**Given problem**. Copy out everything in the entries from the very first line down to the line containing "x=265, y=212", both included.

**Supplied information**.

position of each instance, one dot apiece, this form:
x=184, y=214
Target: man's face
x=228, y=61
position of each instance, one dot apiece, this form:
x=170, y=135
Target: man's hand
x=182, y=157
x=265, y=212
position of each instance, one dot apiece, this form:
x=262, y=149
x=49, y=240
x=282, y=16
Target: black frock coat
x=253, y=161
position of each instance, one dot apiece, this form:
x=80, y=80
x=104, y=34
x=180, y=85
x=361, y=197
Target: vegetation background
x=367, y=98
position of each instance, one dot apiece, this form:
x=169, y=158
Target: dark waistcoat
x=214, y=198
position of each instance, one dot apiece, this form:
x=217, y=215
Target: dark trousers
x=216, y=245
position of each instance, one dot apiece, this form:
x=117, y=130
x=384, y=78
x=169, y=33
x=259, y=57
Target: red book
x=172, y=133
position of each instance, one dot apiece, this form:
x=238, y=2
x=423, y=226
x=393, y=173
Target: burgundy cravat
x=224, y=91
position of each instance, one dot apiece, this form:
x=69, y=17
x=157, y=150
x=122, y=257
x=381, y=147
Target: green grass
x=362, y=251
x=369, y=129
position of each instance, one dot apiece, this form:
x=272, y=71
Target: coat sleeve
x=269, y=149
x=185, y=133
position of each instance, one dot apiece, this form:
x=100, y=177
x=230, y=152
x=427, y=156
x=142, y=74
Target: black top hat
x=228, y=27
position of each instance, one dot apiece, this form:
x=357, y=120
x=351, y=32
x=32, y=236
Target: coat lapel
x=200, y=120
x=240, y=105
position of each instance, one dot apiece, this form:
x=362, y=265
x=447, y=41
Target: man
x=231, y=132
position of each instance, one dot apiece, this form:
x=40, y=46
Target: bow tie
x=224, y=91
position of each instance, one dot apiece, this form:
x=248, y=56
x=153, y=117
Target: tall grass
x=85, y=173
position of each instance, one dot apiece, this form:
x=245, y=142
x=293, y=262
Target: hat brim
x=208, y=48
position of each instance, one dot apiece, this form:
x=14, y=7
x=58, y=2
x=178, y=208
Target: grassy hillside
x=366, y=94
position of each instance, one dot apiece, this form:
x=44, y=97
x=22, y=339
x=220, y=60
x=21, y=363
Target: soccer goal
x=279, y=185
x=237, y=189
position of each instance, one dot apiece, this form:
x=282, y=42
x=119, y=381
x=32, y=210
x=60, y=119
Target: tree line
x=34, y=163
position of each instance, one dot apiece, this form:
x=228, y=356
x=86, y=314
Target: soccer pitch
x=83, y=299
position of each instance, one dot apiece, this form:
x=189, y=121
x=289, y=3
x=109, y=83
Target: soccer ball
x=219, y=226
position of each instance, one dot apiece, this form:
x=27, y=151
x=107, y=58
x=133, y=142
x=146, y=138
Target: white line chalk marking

**Reply to the exercise**.
position of each instance, one dot apiece, this form:
x=184, y=214
Target: man's face
x=228, y=61
position of each instance, one dot apiece, this form:
x=170, y=135
Target: man's hand
x=182, y=157
x=265, y=212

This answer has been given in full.